_Text under study_
---*---
A significant p-value for C(method) indicates that teaching methods differ in effectiveness beyond what aptitude explains.

For proper Type III sums of squares with custom contrasts:

from statsmodels.stats.anova import AnovaRM

# Alternative: explicit Type III with sum coding
teaching_data['method_coded'] = pd.Categorical(teaching_data['method'])

model_type3 = ols('test_score ~ C(method, Sum) + aptitude', 
                  data=teaching_data).fit()

anova_type3 = sm.stats.anova_lm(model_type3, typ=3)
print("Type III ANCOVA with Sum Coding:")
print(anova_type3.round(4))

Alternative: ANCOVA with Pingouin

Pingouin offers a cleaner interface for quick analysis:

import pingouin as pg

# One-liner ANCOVA
ancova_results = pg.ancova(data=teaching_data, 
                           dv='test_score', 
                           covar='aptitude', 
                           between='method')

print("Pingouin ANCOVA Results:")
print(ancova_results.round(4))

Pingouin automatically calculates partial eta-squared (effect size), making interpretation straightforward. Values of 0.01, 0.06, and 0.14 represent small, medium, and large effects respectively.

The trade-off: Pingouin is convenient but offers less flexibility for complex models or custom contrasts.

Interpreting Results and Post-Hoc Analysis

Understanding ANCOVA output requires examining adjusted means—group means recalculated as if all groups had the same covariate value:

# Calculate adjusted means
grand_mean_aptitude = teaching_data['aptitude'].mean()

# Get model predictions at the grand mean of the covariate
adjusted_means = {}
for method in teaching_data['method'].unique():
    # Predict at grand mean aptitude for each group
    pred_data = pd.DataFrame({
        'method': [method],
        'aptitude': [grand_mean_aptitude]
    })
    adjusted_means[method] = ancova_model.predict(pred_data)[0]

print("Adjusted Means (at mean aptitude):")
---*---
_Problems to solve_
• 1. Translate this sentence from the ANCOVA tutorial into Spanish: "The trade-off: Pingouin is convenient but offers less flexibility for complex models or custom contrasts."
• 2. According to the ANCOVA tutorial, which partial eta-squared values represent small, medium, and large effects?
• 3. Reproduce the ANCOVA tutorial from "Pingouin offers a" up to and including "print(ancova_results.round(4))".

_Available data_
---*---
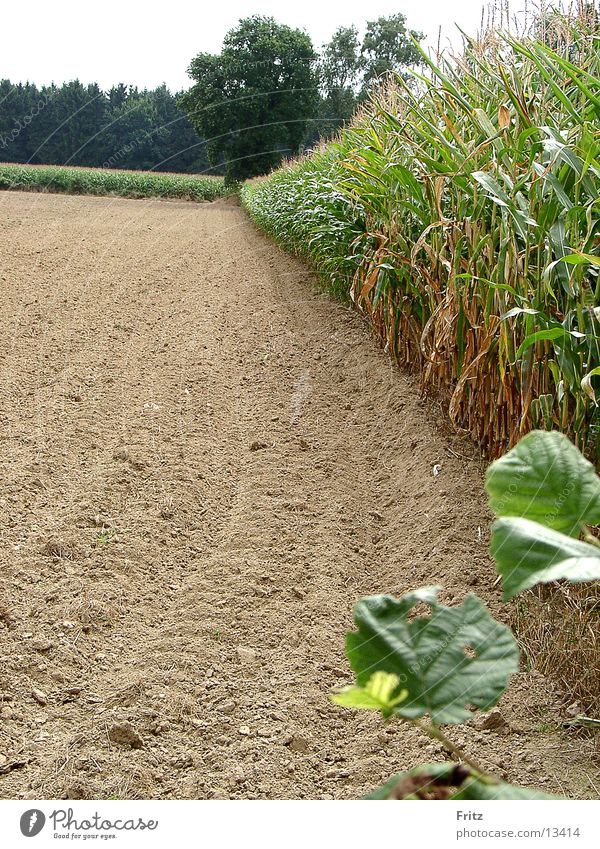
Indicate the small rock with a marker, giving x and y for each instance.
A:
---*---
_Task answers_
• 1. La contrapartida: Pingouin es práctico, pero ofrece menos flexibilidad para modelos complejos o contrastes personalizados.

• 2. 0.01, 0.06, and 0.14, respectively.

• 3.
Pingouin offers a cleaner interface for quick analysis:

import pingouin as pg

# One-liner ANCOVA
ancova_results = pg.ancova(data=teaching_data, 
                           dv='test_score', 
                           covar='aptitude', 
                           between='method')

print("Pingouin ANCOVA Results:")
print(ancova_results.round(4))